** Excerpted passage **
==========

Contact Center Solutions Featured Article

Best Contact Center Practices with Predictive Analytics

January 05, 2009

Contact center interactions management has typically been rearward-facing: examining past transactions to form judgments on the value of customers today, whose results may or may not be accurate. While in today’s economy that may not be a bad approach: many excellent customers in the past may return to that status when things pick up. On the other hand many previous great buyers may no longer or will return to be just that.

 
That is where predictive analytics software and solutions can help: in driving customer value and maximizing returns from customer relationship management (CRM) systems. SPSS, which provides predictive analytics tools, says this technology breaks enables organizations to acquire, retain and grow customers, combat fraud and address risk management concerns.
 
“By anticipating changes in customers’ attitudes, preferences and actions, organizations gain access to key insight that allows them to create forward-looking solutions that not only maximize the value of their customer relationships, but also drive higher levels of revenues and profits,” explains Colin Shearer Senior Vice President, Strategic Analytics.

==========

** Exercises **
A. Do these statements agree with the article on predictive analytics in contact centers? Answer yes or no for each, quoting the deciding words from the article. (i) Contact center interactions management has usually looked forward rather than back. (ii) SPSS supplies predictive analytics tools. (iii) Colin Shearer's title is Senior Vice President, Strategic Analytics.
B. How would you resume the article on predictive analytics in contact centers from the sentence where it stops?

==========

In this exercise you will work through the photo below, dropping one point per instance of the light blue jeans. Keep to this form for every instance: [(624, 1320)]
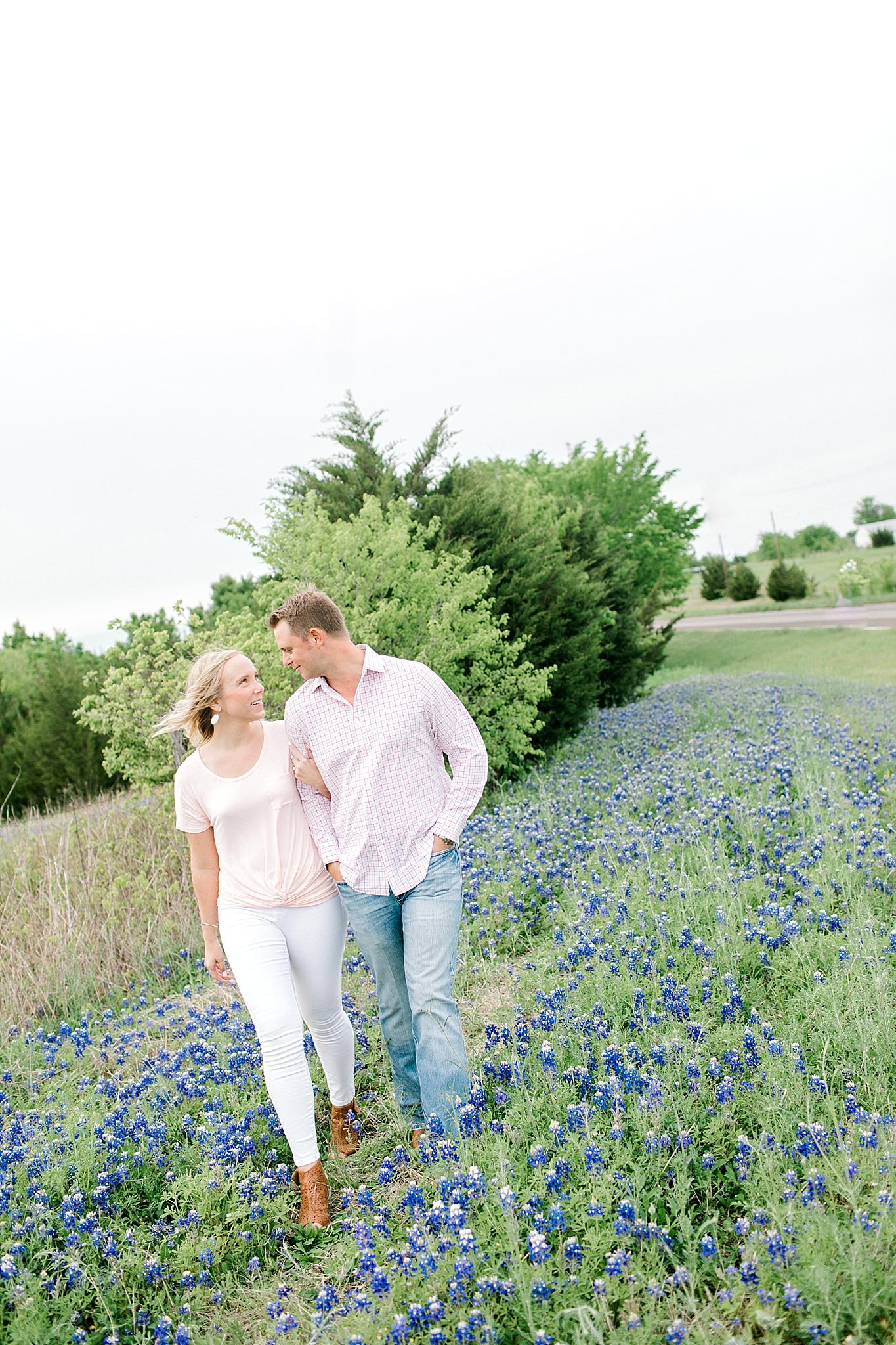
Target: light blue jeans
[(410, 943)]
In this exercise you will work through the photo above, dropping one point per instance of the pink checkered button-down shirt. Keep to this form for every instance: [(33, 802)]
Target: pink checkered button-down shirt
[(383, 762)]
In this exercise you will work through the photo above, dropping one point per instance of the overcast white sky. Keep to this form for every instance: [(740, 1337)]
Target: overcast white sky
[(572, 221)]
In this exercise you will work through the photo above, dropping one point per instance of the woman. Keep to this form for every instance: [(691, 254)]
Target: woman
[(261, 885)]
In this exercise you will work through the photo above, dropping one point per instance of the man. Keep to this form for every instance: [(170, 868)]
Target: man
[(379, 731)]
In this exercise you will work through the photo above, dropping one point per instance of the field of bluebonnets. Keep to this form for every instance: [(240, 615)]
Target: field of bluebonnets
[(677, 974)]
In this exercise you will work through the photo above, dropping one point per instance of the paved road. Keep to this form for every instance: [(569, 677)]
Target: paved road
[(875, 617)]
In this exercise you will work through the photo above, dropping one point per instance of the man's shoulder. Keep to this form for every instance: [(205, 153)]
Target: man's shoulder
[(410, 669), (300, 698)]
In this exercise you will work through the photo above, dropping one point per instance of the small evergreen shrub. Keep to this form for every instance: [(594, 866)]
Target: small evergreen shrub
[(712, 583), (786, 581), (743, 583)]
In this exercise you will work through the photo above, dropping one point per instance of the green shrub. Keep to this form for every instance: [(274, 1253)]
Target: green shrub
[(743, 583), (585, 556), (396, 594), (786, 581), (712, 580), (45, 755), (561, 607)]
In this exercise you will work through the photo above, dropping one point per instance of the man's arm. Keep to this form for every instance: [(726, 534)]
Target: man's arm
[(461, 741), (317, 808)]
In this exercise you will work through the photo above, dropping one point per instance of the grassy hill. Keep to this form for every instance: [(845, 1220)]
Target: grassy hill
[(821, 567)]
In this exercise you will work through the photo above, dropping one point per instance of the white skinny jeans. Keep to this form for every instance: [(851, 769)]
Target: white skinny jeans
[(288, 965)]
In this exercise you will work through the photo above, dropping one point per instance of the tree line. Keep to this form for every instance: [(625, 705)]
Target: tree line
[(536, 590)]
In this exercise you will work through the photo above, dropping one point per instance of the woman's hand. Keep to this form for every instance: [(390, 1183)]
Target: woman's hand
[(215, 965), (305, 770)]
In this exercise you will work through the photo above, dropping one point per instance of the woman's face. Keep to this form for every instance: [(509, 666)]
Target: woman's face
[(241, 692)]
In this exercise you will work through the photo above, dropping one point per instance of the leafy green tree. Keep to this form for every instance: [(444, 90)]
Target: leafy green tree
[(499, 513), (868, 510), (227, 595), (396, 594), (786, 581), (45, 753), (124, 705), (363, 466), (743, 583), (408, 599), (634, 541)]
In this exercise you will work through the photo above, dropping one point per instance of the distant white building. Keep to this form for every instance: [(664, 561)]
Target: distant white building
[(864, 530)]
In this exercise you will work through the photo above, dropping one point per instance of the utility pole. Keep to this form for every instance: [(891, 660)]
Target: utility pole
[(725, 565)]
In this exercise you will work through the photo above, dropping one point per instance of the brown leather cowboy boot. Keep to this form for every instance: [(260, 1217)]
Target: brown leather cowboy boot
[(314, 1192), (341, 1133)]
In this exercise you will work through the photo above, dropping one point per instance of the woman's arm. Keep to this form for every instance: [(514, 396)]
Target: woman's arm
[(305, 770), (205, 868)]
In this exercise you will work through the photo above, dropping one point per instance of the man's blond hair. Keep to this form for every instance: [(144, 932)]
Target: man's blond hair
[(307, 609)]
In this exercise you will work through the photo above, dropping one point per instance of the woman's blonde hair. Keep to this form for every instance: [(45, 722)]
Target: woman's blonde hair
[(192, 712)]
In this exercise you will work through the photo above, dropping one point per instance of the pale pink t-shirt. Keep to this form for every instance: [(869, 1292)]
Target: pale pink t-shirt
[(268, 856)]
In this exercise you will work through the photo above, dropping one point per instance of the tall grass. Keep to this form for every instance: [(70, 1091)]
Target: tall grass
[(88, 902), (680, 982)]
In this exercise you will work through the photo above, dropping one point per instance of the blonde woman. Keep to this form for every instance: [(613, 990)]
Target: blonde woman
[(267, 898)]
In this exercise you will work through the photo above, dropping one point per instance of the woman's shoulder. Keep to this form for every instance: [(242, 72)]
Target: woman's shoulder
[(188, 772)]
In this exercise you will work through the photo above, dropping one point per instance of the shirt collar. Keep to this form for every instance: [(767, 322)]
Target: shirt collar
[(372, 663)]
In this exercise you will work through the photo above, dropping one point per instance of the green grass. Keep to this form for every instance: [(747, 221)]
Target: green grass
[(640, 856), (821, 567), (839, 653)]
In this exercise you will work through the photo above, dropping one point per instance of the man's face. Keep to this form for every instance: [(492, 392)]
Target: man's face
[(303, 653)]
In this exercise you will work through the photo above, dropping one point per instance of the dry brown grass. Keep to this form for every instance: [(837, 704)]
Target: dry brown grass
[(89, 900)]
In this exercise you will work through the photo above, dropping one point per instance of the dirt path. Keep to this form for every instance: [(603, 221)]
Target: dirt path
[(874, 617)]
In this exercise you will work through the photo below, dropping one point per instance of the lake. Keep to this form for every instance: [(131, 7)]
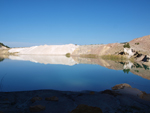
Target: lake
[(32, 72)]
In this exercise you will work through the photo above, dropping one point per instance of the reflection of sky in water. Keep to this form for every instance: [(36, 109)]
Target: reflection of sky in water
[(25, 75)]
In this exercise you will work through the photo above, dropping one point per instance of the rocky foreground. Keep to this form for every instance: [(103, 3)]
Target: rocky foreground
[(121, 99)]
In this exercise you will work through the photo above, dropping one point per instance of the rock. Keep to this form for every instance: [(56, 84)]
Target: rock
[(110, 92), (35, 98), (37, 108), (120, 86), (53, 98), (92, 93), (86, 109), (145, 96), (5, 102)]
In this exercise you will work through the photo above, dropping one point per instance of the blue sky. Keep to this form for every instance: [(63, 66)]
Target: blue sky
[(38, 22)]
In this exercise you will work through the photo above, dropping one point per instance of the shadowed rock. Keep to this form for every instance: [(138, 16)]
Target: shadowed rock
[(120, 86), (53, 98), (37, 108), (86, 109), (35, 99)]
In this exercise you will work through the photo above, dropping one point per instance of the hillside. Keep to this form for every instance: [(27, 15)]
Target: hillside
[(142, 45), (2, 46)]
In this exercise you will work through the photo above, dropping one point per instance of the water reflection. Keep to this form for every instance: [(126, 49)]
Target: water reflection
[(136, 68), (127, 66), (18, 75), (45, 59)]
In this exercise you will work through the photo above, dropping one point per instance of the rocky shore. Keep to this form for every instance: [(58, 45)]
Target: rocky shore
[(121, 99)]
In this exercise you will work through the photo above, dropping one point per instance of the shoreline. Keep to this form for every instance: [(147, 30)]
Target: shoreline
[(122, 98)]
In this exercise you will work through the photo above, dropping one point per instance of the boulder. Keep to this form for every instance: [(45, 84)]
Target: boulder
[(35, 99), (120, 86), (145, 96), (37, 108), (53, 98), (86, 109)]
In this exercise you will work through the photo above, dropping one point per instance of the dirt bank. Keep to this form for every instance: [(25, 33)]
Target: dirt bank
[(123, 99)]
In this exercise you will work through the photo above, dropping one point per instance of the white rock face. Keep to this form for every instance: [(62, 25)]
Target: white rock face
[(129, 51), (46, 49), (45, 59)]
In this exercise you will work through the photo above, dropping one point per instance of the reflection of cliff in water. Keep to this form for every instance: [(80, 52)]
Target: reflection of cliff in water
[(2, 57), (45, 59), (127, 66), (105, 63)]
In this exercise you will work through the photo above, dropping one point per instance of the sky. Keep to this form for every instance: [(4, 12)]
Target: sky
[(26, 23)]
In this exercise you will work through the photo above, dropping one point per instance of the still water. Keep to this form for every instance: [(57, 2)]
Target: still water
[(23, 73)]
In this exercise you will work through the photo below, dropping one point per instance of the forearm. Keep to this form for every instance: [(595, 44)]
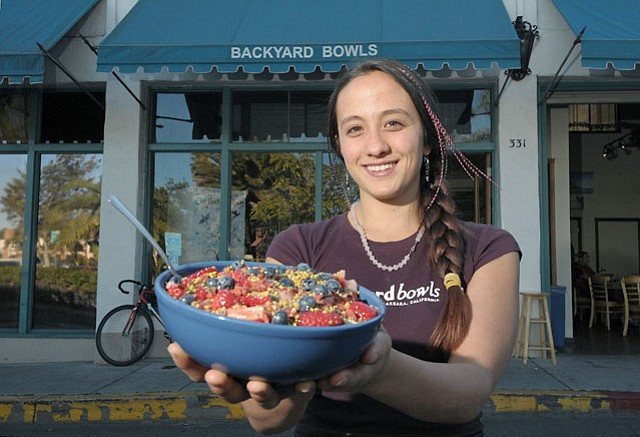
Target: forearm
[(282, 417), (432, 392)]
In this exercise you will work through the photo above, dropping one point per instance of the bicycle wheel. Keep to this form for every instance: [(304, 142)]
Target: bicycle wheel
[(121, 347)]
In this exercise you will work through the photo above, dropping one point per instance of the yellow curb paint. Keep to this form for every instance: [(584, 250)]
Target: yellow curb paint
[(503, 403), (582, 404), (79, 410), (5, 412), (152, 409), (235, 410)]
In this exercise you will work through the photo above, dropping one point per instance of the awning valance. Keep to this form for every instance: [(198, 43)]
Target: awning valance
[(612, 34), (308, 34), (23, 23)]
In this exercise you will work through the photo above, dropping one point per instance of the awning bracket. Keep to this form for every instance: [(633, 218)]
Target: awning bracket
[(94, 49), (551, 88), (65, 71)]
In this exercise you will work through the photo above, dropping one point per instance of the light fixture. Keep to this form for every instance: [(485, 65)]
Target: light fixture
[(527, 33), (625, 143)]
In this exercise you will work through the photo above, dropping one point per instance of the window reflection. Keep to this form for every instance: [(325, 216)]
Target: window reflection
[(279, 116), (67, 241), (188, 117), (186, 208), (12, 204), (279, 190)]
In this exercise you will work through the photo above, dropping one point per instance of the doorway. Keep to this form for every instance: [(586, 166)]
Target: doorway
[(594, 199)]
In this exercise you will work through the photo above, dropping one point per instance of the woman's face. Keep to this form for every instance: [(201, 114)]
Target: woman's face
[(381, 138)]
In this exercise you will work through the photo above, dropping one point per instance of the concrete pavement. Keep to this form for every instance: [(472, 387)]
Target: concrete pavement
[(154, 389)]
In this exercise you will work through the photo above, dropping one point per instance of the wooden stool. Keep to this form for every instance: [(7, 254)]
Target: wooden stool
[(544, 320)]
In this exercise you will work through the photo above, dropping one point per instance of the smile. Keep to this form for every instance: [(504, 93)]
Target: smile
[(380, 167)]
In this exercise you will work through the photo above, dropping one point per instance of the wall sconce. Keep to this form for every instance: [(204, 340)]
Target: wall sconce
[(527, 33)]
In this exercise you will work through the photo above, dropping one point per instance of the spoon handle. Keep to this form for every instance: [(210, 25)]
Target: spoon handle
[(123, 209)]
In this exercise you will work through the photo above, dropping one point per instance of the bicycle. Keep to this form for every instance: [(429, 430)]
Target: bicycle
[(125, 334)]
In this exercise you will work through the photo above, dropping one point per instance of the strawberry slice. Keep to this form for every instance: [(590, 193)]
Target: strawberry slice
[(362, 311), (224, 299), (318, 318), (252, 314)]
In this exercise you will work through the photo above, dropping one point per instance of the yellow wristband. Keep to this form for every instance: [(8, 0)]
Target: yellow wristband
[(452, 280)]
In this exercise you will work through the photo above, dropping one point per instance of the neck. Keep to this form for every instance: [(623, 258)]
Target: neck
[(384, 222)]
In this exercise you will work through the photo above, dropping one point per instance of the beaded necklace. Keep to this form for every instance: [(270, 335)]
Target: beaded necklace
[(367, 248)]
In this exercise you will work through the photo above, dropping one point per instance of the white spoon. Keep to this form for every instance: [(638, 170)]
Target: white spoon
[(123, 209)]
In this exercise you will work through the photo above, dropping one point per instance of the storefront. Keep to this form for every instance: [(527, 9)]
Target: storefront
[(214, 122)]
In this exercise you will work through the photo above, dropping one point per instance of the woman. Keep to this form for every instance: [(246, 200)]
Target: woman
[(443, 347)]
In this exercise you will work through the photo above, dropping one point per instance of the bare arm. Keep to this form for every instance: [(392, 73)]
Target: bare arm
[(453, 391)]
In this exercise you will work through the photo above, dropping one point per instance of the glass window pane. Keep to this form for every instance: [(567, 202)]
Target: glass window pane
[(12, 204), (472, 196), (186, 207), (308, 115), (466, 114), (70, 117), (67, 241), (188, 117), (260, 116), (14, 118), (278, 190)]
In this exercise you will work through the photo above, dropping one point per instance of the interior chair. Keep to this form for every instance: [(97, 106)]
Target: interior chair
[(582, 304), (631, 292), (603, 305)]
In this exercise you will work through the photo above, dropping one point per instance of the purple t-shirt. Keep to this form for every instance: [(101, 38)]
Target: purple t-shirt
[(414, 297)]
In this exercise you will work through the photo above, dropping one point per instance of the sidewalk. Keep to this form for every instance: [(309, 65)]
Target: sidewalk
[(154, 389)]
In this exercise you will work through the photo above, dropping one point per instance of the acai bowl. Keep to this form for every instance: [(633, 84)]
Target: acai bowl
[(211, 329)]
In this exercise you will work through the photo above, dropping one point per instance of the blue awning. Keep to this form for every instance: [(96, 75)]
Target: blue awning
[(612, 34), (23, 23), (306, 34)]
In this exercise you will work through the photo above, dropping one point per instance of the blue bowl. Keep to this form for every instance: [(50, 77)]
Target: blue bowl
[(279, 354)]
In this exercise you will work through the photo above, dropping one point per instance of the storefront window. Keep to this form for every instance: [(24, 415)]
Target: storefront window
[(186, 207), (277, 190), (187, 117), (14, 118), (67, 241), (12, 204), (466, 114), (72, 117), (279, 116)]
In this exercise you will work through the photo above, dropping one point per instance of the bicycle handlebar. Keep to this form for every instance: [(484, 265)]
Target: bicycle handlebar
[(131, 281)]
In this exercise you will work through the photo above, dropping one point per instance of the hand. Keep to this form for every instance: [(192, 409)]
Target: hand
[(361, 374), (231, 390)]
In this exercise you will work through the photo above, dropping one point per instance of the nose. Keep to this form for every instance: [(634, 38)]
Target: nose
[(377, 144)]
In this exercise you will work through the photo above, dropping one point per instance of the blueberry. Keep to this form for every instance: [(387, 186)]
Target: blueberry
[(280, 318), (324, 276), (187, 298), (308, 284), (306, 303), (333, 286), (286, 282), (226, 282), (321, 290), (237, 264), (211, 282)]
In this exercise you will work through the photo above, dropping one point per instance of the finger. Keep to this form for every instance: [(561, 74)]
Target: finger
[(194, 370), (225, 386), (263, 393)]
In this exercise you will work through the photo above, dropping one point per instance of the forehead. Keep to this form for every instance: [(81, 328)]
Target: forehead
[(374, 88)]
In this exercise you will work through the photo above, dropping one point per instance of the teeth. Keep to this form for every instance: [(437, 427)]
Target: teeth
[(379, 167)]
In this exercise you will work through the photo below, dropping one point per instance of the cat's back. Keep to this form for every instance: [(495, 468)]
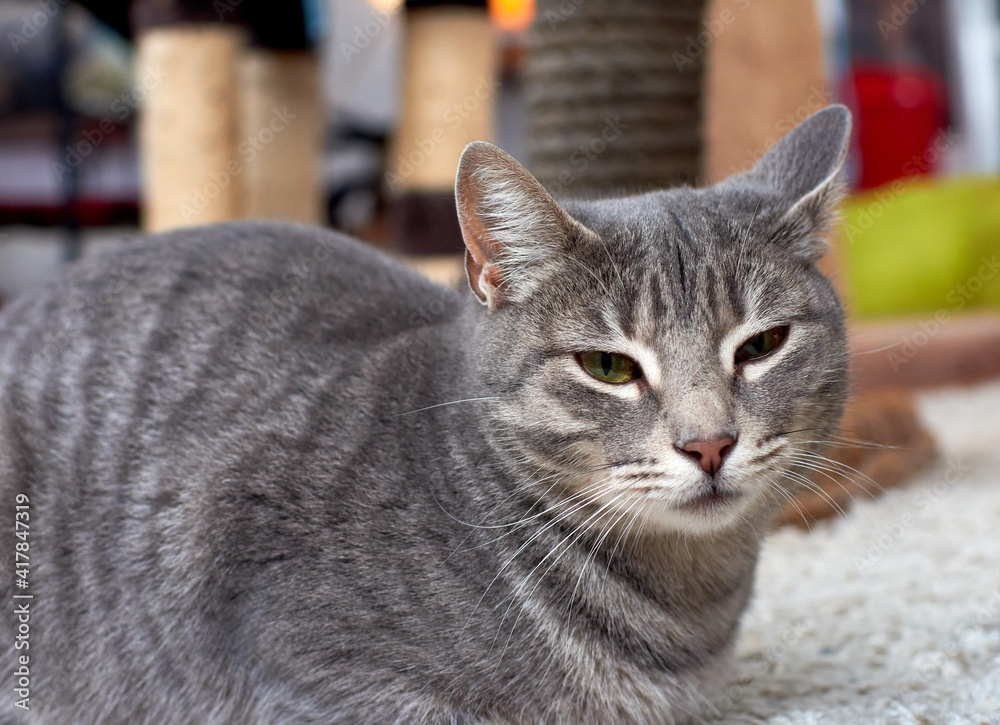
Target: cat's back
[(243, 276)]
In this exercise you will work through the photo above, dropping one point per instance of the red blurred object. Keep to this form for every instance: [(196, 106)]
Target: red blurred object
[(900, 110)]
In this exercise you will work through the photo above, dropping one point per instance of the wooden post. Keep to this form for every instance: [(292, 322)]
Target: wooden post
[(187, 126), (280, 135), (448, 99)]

==========

** Answer set **
A.
(i) No: "Contact center interactions management has typically been rearward-facing"
(ii) Yes: "SPSS, which provides predictive analytics tools"
(iii) Yes: "Colin Shearer Senior Vice President, Strategic Analytics"

B.
 
SPSS offers these five best practices used by leading commercial, public sector and academic organizations to maximize customer value.
 
1.         Start Your Customer Strategy with Predictive Profiles
 
Detailed, accurate predictive profiles are the essential foundation of any customer strategy and CRM initiative. To better understand customers, organizations should use predictive analytics to create customer segments, which are the grouping of people or organizations with similar demographic profiles, attitudes, purchasing patterns, buying behaviors or other attributes. It should then formulate predictive profiles from each of those segments. These profiles, when deployed across the enterprise, enable an entire organization to focus on one-to-one customer interactions that are most likely to generate the highest returns.
 
Identify Key Customer Segments
Organizations can define customer segments based on behavioral information drawn from operational systems and on attitudinal information obtained through market research or data collection surveys. The two approaches complement each other, providing a more accurate customer understanding and development of more effective strategies for each customer segment.
 
Create Predictive Profiles of Each Segment
Organizations that combine predictive modeling within each segment are able to generate additional insight needed to more effectively and efficiently acquire, grow and retain customers. The more information known about the most and least profitable customers, the more intimate and valuable customer relationships become. The end result is a better understanding of what products and services customers are likely to want next.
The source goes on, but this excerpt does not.